**SELECTED PASSAGE**
————————

Jan Garbarek’s ‘Molde Canticle, Part 3’ from his 1990 album I Took Up The Runes [ECM 1419] sounded bold and powerful while possessing a beguiling coherence and effortless, relaxed feel. The melodic lines delivered by bass maestro Eberhard Weber were uncommonly easy to follow, where on lesser record players the subtle touches and inflections in his playing become all too easily blurred by the over-prominent subsonic thumps of Manu Katche’s kick drum. And although Garbarek’s wailing soprano saxophone can often become jarring in digital ECM recordings such as this, the sound remained lucid and actually rather silky – even when Garbarek let rip during crescendos.

And this is not because the deck sounds smooth and mellow. Far from it, as it displays plenty of attack and zest. Sounding fast and authoritative partnered with the SME tonearm, there was joyus alacrity to Sly ’n’ Robbie’s rhythm section on Joe Cocker’s Sheffield Steel [Island ILPS 9700], while his gruff vocal delivery stood out from the production with uncommonly fine diction and projection. There was nothing bloated about the sound of this turntable combo, everything appearing tight, sharp and lucid, which allowed you to hear deep into the mix of complex multitrack recordings to pick out the subtlest of details.

When listening to ‘Couldn’t Bear To Be Special’ from Prefab Sprout’s Swoon album [Kitchenware, KWLP1] the low frequency ‘thunder’ effects had the kind of control one usually associates with CD replay, without an ounce of spare flesh artificially colouring the sound. The Acutus Reference makes vinyl sound not only clean but articulate too, Prefab Sprout’s Paddy McAloon appearing frail and exposed as the halo of reverberation around his voice was portrayed vividly within the stereo image. The low-level swirling of electronic keyboards in the recording, together with the percussion fills and ethereal backing vocals, were delineated clearly within a cavern of eerie blackness, sound images seemingly locked in tight focus between and beyond the boundaries of the loudspeakers.



It’s funny how the cosmetic appearance of a turntable can sometimes lead one to second-guess how it might sound. The svelte, delicate look of Oracle’s drop-dead-gorgeous Delphi turntable, for example, gives an impression of refinement – and curiously it does rather sound like that – but you’d be wrong if you thought this grand and imposing Avid Acutus Reference SP might be all about blood ’n’ guts and thunder, with heroic bass to blow your socks off. Not so. Its bass performance is impressive sure enough, Tony Levin’s thumping bass ‘stick’ on King Crimson’s Beat album [EG Records, EGLP 51] demonstrating noble power and ‘slam’, but the Acutus’ main sonic character is best described as a ‘stately coolness’ – where nothing appears forced or over-lit.

————————

**STORED RECORDS**
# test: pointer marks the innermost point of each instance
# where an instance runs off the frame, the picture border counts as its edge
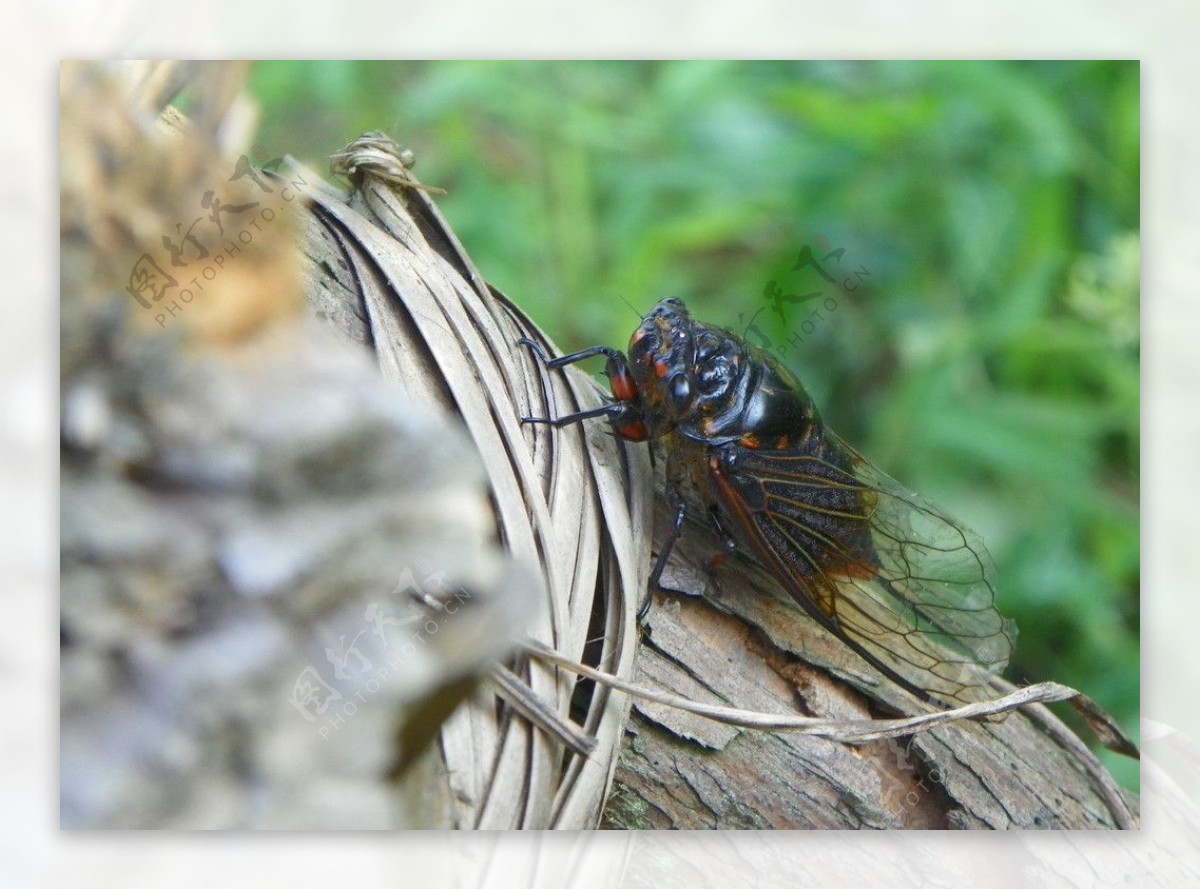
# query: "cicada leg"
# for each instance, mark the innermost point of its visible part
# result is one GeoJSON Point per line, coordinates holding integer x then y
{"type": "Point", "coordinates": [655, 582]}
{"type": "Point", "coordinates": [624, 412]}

————————

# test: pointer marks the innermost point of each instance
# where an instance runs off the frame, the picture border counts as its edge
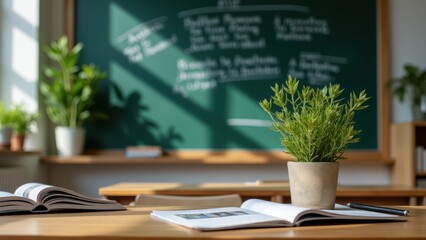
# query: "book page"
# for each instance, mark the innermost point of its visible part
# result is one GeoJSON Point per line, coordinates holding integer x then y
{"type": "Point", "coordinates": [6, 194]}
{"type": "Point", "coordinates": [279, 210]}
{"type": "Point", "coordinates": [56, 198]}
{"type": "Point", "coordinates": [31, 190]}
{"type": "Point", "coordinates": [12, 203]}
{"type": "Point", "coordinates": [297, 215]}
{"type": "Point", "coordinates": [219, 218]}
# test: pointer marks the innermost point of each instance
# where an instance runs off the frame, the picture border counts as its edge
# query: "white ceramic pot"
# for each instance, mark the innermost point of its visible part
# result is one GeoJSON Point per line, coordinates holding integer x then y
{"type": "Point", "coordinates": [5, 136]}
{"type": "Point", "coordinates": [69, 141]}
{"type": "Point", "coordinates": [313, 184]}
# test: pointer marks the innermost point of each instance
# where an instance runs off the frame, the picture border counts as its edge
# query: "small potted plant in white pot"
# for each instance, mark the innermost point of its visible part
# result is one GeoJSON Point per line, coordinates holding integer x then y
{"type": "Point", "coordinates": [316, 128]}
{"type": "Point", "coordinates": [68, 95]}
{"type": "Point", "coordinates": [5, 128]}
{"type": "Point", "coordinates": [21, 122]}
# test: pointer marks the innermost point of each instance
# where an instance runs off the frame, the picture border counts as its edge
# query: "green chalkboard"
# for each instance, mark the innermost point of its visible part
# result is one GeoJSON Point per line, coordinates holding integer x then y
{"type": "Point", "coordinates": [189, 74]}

————————

**GOAL 1**
Reproduce everything in the turntable review from "It’s funny how" down to "forced or over-lit.".
**GOAL 2**
Locate each line of the entries that contains the word "query" and copy those lines.

**EXERCISE RESPONSE 1**
It’s funny how the cosmetic appearance of a turntable can sometimes lead one to second-guess how it might sound. The svelte, delicate look of Oracle’s drop-dead-gorgeous Delphi turntable, for example, gives an impression of refinement – and curiously it does rather sound like that – but you’d be wrong if you thought this grand and imposing Avid Acutus Reference SP might be all about blood ’n’ guts and thunder, with heroic bass to blow your socks off. Not so. Its bass performance is impressive sure enough, Tony Levin’s thumping bass ‘stick’ on King Crimson’s Beat album [EG Records, EGLP 51] demonstrating noble power and ‘slam’, but the Acutus’ main sonic character is best described as a ‘stately coolness’ – where nothing appears forced or over-lit.

**EXERCISE RESPONSE 2**
# query: "cicada leg"
# query: "book page"
# query: "white ceramic pot"
# query: "small potted plant in white pot"
# query: "green chalkboard"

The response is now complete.